> _INSTRUCTION_:
Could you convert the lines of every record below into one numbered list, leaving out any blank lines?

[Saved entries]
========================

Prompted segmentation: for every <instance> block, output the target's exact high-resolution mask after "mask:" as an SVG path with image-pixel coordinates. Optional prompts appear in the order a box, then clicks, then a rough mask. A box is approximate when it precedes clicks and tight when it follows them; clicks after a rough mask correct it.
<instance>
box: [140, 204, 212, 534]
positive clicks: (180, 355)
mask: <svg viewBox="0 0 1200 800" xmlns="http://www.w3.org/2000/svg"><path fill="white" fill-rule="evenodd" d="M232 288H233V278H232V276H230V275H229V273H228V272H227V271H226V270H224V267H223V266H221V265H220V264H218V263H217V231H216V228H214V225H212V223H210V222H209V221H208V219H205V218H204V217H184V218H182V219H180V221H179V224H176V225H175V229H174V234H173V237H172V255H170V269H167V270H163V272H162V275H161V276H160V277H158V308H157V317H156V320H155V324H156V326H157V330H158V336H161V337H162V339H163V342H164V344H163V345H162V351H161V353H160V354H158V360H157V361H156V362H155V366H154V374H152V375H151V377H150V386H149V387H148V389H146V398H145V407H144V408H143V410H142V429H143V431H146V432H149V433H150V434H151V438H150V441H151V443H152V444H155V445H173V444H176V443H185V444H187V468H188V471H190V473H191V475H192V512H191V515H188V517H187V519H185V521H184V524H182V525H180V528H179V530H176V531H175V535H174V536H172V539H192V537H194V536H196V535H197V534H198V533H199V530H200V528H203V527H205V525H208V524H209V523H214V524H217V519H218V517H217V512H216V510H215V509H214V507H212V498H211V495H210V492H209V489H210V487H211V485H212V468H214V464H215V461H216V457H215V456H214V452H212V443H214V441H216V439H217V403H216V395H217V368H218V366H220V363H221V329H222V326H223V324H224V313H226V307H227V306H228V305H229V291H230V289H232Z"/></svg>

========================

> _WRITTEN SOLUTION_:
1. Prompted segmentation: for every <instance> block, output the target's exact high-resolution mask after "mask:" as an SVG path with image-pixel coordinates. Optional prompts appear in the order a box, then clicks, then a rough mask. A box is approximate when it precedes clicks and tight when it follows them; clicks after a rough mask correct it.
2. <instance>
3. box: [140, 204, 212, 534]
4. positive clicks: (180, 355)
5. mask: <svg viewBox="0 0 1200 800" xmlns="http://www.w3.org/2000/svg"><path fill="white" fill-rule="evenodd" d="M232 288H233V278H232V276H230V275H229V273H228V272H227V271H226V270H224V267H223V266H221V265H220V264H218V263H217V231H216V228H214V225H212V223H210V222H209V221H208V219H205V218H204V217H184V218H182V219H180V221H179V224H176V225H175V229H174V234H173V237H172V255H170V269H167V270H163V272H162V275H161V276H160V277H158V308H157V317H156V320H155V324H156V326H157V330H158V336H161V337H162V339H163V342H164V344H163V345H162V351H161V353H160V354H158V360H157V361H156V362H155V366H154V374H152V375H151V377H150V386H149V387H148V389H146V398H145V407H144V408H143V410H142V429H143V431H146V432H149V433H150V434H151V438H150V441H151V443H152V444H155V445H173V444H176V443H185V444H187V468H188V471H190V473H191V475H192V512H191V515H188V517H187V519H185V521H184V524H182V525H180V528H179V530H176V531H175V535H174V536H172V539H192V537H194V536H196V535H197V534H198V533H199V530H200V528H203V527H205V525H208V524H209V523H214V524H217V519H218V517H217V512H216V510H215V509H214V507H212V498H211V495H210V492H209V489H210V487H211V485H212V468H214V464H215V461H216V457H215V456H214V452H212V443H214V441H216V439H217V403H216V395H217V368H218V366H220V363H221V329H222V326H223V324H224V313H226V307H227V306H228V305H229V291H230V289H232Z"/></svg>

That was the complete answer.